━━ Material
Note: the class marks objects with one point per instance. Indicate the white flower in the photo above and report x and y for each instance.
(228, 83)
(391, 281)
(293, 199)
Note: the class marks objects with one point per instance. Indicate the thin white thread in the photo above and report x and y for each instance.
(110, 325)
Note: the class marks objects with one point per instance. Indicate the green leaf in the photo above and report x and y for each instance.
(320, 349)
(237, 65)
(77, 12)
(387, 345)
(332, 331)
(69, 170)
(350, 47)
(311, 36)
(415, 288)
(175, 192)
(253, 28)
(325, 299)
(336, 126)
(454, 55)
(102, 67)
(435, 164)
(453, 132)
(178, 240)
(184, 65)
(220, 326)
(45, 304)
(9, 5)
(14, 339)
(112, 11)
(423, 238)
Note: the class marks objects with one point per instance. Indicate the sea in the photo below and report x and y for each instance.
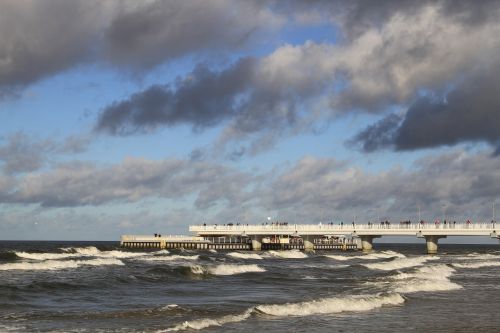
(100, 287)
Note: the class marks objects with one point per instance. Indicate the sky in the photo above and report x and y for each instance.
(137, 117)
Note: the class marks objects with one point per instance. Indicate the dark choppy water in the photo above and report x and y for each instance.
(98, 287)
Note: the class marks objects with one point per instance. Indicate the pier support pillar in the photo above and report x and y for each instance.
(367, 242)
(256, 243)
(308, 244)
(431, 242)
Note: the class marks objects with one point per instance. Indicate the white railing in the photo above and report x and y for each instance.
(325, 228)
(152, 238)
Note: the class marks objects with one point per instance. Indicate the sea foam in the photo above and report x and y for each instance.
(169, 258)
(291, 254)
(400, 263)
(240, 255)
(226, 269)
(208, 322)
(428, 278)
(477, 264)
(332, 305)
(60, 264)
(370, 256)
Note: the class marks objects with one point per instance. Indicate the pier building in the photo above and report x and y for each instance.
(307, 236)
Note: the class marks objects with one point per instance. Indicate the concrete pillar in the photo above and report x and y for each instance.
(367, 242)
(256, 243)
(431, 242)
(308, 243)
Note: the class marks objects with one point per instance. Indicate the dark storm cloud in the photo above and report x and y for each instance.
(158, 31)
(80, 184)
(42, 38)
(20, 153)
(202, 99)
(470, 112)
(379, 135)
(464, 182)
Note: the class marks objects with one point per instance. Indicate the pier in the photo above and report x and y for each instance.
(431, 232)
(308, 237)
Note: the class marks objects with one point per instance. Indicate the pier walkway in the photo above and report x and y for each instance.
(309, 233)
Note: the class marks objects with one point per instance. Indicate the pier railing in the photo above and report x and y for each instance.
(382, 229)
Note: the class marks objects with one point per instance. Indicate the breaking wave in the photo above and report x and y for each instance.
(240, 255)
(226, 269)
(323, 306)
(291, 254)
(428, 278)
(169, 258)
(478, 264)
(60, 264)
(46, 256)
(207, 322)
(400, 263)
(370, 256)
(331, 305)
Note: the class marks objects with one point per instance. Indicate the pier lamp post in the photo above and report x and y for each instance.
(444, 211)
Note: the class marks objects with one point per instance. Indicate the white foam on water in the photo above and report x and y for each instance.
━━━━
## Stated exercise
Print out the material word for word, omitting the pictures.

## Full answer
Note: the class marks objects with one point per instance. Indicate the white flower in the photo above and report x and y for each instance.
(228, 83)
(391, 281)
(293, 199)
Note: the class marks objects with one point per instance. Indicate the thin white thread in the photo above and report x and y for each instance.
(110, 325)
Note: the class marks objects with one point per instance. Indicate the green leaf in the photo above and report x and y for each instance.
(320, 349)
(237, 65)
(77, 12)
(387, 345)
(332, 331)
(69, 170)
(350, 47)
(311, 36)
(415, 288)
(175, 192)
(253, 28)
(325, 299)
(336, 126)
(454, 55)
(102, 67)
(435, 164)
(453, 132)
(178, 240)
(184, 65)
(220, 326)
(45, 304)
(9, 5)
(14, 339)
(112, 11)
(423, 238)
Note: the class marks objects with one point per instance. Indicate the sea in the photo below and report x and y for each instance.
(100, 287)
Note: the class marks objects with one point per instance. Indicate the sky in the photo above and report x and y for each instance.
(137, 117)
Note: the class marks objects with one point per instance. Indicate the dark choppy water in the photo above and report x and y for each instance.
(98, 287)
Note: the class marks objects with one point per instance. Indicate the pier support pillar in the photo above and report x and y for each instance.
(367, 242)
(256, 243)
(308, 244)
(431, 242)
Note: the class marks objects with one point per instance. Indicate the white railing in the photo above and report x and y for each instance.
(325, 228)
(152, 238)
Note: the class marks objects with one point per instance. Indicate the sea foam in the photo above and report x and y for each instance.
(169, 258)
(291, 254)
(400, 263)
(240, 255)
(226, 269)
(208, 322)
(428, 278)
(477, 264)
(332, 305)
(60, 264)
(370, 256)
Note: the class marks objects with one point per instance. Indicate the pier building in the photo above and report x and y for each instance.
(307, 236)
Note: the class marks objects with one point per instance. Indicate the concrete pillar in the photo above and report x and y for each instance.
(367, 242)
(256, 243)
(431, 242)
(308, 243)
Note: the class marks objects with one point per instance. Indicate the dark storm cloud in the photo above and report x and y for each instance.
(158, 31)
(80, 184)
(42, 38)
(20, 153)
(202, 99)
(470, 112)
(379, 135)
(464, 182)
Note: the class marks objects with one point per instance. Indicate the pier in the photo above and report x and y for each instance.
(431, 232)
(308, 237)
Note: the class marks objects with one point per instance. Indicate the pier walkway in the photo above and report x and y for each instance.
(309, 233)
Note: the class marks objects with one point per instance. Indicate the pier railing in the photo above and report x and y for each instance.
(382, 229)
Note: the class marks objects with one point per instance. Indicate the breaking wave in the photo above and report x and y for each instance.
(240, 255)
(226, 269)
(323, 306)
(291, 254)
(428, 278)
(169, 258)
(478, 264)
(60, 264)
(46, 256)
(207, 322)
(400, 263)
(370, 256)
(331, 305)
Note: the class marks objects with one point per instance. Indicate the pier lamp post in the photo above and report x and y for each instance.
(444, 211)
Note: the class marks objects with one point per instance. Indicate the white foam on water in the photo above and report x and y for each instance.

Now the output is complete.